**HOW TO COMPLETE THIS TASK**
Arrange the lines from the first one through the line containing "318L417 336H430L429 316H417L415" as a Markdown table with two columns, Row and Line. Number each row and leave out any blank lines.

**Dataset entries**
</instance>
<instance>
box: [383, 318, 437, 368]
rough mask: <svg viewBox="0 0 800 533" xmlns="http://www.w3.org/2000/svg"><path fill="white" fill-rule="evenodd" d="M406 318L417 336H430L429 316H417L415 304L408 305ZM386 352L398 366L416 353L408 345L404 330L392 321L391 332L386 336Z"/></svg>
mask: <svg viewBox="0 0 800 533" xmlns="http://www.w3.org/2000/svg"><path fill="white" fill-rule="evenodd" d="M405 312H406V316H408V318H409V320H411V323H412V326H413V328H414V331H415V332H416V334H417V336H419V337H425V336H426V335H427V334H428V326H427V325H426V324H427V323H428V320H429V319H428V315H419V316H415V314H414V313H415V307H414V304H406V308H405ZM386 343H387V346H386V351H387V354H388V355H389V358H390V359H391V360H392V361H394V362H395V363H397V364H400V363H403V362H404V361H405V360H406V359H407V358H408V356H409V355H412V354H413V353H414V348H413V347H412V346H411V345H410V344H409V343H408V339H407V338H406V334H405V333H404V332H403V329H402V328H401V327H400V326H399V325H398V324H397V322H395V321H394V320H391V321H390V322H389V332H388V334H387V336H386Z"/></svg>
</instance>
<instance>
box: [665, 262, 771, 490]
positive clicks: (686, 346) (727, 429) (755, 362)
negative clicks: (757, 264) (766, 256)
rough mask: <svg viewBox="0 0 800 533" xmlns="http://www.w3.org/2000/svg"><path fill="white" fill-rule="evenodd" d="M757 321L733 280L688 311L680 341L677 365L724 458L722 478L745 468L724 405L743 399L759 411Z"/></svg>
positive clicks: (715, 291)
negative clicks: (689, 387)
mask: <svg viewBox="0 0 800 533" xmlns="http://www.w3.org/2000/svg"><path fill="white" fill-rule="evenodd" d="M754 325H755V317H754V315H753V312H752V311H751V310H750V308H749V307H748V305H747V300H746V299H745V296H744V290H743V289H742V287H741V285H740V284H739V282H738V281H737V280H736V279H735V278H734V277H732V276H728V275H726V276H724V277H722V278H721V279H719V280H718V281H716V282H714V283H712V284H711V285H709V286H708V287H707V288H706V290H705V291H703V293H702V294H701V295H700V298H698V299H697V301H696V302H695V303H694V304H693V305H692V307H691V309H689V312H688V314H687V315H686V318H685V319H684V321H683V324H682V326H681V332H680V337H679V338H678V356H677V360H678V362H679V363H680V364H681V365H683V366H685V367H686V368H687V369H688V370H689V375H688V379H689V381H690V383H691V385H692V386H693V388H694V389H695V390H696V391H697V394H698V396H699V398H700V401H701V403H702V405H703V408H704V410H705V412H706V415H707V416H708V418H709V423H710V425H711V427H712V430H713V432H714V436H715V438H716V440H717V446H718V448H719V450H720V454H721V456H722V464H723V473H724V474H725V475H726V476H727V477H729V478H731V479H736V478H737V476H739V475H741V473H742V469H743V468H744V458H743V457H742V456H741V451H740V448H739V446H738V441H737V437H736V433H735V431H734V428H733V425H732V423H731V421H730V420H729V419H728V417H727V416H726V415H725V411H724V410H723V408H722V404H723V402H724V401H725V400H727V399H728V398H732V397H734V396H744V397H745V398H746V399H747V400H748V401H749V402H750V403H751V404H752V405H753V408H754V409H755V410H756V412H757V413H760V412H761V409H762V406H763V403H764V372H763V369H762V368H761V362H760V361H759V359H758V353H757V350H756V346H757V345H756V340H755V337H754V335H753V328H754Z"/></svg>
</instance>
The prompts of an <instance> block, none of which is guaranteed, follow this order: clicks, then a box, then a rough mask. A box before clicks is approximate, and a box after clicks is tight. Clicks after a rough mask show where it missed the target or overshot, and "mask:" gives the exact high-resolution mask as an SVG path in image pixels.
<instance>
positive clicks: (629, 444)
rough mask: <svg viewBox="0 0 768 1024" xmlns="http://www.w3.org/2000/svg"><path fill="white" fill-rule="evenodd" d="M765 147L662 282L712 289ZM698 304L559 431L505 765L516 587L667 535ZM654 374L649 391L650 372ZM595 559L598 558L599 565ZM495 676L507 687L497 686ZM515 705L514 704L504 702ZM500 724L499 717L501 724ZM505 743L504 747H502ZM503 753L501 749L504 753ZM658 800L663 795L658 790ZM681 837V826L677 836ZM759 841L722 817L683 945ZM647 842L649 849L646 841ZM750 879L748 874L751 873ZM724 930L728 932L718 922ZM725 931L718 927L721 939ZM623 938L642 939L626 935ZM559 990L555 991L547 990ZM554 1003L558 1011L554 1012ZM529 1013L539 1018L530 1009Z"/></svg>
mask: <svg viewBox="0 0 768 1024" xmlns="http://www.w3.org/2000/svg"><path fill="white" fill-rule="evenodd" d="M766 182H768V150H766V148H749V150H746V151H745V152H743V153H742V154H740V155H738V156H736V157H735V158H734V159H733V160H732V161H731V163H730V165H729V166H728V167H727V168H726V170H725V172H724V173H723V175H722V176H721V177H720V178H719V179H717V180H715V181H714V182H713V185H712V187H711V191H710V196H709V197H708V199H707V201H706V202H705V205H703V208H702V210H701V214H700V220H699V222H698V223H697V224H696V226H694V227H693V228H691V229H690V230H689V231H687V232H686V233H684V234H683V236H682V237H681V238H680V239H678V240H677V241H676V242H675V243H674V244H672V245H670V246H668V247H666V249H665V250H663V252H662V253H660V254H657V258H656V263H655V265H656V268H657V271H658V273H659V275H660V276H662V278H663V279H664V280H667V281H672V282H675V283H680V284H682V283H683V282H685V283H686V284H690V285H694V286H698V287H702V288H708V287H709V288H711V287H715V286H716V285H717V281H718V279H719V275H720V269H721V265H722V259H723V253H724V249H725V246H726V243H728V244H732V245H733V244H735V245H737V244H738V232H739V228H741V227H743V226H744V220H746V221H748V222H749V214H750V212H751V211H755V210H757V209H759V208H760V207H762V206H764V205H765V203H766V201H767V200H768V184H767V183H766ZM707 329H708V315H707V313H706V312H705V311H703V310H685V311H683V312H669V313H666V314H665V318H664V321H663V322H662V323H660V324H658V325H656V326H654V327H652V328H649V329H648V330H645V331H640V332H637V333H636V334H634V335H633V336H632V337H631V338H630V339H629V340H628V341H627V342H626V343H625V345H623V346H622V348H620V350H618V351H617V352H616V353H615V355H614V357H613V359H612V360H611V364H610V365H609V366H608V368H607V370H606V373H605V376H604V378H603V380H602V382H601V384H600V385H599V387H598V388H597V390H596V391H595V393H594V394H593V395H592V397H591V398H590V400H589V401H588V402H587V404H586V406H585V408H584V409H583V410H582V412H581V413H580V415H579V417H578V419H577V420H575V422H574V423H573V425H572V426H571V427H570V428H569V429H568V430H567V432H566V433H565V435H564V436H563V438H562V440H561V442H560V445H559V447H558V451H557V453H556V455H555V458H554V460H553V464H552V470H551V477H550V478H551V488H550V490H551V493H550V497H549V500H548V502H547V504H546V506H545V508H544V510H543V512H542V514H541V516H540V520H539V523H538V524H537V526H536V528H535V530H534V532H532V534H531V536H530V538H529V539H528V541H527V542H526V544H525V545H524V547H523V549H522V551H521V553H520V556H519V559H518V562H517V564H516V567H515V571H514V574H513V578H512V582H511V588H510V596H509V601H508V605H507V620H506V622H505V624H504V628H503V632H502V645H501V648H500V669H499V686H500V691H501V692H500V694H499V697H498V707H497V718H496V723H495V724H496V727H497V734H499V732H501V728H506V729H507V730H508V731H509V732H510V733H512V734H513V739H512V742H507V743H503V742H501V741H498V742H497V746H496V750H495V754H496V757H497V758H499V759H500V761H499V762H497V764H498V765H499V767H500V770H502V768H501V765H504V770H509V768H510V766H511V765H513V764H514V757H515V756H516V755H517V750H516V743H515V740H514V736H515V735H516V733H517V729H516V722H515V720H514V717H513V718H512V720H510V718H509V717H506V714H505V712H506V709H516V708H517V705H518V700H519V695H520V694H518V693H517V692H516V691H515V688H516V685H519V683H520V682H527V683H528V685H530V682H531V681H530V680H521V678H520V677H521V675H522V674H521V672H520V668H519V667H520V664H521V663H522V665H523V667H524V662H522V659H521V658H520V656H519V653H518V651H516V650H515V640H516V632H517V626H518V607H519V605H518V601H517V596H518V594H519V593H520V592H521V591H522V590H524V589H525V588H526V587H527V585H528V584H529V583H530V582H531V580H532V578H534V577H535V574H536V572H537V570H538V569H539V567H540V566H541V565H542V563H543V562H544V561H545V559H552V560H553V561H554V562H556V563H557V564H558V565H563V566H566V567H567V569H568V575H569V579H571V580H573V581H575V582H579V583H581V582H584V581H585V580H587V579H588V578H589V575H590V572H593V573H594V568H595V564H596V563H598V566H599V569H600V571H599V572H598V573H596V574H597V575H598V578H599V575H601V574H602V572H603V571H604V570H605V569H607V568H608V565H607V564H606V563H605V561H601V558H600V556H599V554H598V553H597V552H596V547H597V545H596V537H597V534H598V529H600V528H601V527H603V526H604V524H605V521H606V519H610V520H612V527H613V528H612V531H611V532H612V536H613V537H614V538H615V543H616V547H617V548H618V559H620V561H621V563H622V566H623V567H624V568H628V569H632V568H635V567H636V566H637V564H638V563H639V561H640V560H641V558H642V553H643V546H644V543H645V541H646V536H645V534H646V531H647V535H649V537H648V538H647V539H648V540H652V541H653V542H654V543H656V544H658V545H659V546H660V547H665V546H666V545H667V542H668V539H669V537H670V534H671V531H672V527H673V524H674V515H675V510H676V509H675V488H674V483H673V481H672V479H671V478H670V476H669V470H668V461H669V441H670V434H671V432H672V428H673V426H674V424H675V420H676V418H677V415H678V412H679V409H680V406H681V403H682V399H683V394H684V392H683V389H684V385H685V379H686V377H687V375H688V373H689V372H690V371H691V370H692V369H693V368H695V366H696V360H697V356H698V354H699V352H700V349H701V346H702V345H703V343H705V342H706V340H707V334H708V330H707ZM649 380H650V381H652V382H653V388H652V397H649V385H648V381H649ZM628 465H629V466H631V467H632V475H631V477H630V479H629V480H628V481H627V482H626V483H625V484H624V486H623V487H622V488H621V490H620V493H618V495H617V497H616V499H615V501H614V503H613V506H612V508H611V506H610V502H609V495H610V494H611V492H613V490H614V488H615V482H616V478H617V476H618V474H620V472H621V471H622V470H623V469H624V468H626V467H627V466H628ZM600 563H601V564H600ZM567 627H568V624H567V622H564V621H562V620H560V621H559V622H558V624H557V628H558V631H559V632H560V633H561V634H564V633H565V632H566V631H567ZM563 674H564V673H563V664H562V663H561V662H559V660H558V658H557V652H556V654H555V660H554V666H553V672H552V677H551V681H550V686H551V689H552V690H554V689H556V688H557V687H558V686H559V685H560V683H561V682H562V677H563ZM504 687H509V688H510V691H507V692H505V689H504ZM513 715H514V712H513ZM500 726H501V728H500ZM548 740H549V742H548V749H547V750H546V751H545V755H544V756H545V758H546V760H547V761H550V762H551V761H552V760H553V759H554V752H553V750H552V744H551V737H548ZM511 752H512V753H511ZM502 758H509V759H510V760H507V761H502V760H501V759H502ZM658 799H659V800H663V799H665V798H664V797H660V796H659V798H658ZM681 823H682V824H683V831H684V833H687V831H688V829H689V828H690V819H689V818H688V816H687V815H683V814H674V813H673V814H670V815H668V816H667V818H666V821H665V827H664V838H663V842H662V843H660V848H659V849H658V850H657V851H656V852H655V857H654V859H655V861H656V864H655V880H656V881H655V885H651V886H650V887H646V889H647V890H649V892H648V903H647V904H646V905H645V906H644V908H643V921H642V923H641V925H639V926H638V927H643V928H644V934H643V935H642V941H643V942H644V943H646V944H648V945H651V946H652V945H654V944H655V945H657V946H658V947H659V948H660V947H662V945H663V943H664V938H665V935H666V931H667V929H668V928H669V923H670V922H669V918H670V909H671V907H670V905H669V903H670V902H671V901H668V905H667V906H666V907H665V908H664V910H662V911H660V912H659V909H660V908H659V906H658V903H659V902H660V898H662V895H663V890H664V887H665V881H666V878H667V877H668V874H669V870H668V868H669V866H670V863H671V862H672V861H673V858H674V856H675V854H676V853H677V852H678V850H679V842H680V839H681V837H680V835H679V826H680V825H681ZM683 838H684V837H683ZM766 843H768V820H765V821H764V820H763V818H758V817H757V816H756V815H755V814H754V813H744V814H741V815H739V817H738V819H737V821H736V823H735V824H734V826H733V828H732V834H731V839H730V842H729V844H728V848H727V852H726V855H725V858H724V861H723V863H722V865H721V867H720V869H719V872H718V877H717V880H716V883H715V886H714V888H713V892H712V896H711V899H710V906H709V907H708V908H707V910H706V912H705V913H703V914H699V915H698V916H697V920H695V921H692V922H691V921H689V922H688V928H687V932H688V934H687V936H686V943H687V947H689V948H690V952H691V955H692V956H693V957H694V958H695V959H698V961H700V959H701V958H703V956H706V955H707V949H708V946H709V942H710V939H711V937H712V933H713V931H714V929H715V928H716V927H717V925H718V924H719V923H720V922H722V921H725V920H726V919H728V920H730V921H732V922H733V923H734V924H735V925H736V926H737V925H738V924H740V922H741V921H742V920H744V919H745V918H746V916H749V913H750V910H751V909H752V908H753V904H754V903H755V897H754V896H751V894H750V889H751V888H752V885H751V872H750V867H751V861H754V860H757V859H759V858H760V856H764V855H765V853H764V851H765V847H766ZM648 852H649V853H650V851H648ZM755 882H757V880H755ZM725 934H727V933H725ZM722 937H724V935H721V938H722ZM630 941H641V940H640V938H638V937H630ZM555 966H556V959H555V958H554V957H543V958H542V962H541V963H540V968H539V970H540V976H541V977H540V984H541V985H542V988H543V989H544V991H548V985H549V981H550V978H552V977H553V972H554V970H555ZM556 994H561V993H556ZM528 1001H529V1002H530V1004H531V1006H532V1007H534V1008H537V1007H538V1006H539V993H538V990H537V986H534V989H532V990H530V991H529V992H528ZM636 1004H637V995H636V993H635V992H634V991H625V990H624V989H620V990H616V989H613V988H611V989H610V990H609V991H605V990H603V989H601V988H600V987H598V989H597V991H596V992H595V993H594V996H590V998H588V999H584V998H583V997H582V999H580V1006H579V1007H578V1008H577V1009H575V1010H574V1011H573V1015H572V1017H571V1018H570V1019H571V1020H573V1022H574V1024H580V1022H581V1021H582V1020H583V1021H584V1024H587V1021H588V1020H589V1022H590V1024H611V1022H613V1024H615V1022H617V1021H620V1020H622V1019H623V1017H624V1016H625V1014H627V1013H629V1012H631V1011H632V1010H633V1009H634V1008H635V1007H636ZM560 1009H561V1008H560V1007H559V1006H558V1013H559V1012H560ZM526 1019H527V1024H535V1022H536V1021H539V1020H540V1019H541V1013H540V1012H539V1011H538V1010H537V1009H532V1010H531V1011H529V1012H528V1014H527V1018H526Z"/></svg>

**RESPONSE BELOW**
| Row | Line |
|---|---|
| 1 | </instance> |
| 2 | <instance> |
| 3 | box: [383, 318, 437, 368] |
| 4 | rough mask: <svg viewBox="0 0 800 533" xmlns="http://www.w3.org/2000/svg"><path fill="white" fill-rule="evenodd" d="M406 318L417 336H430L429 316H417L415 304L408 305ZM386 352L398 366L416 353L408 345L404 330L392 321L391 332L386 336Z"/></svg> |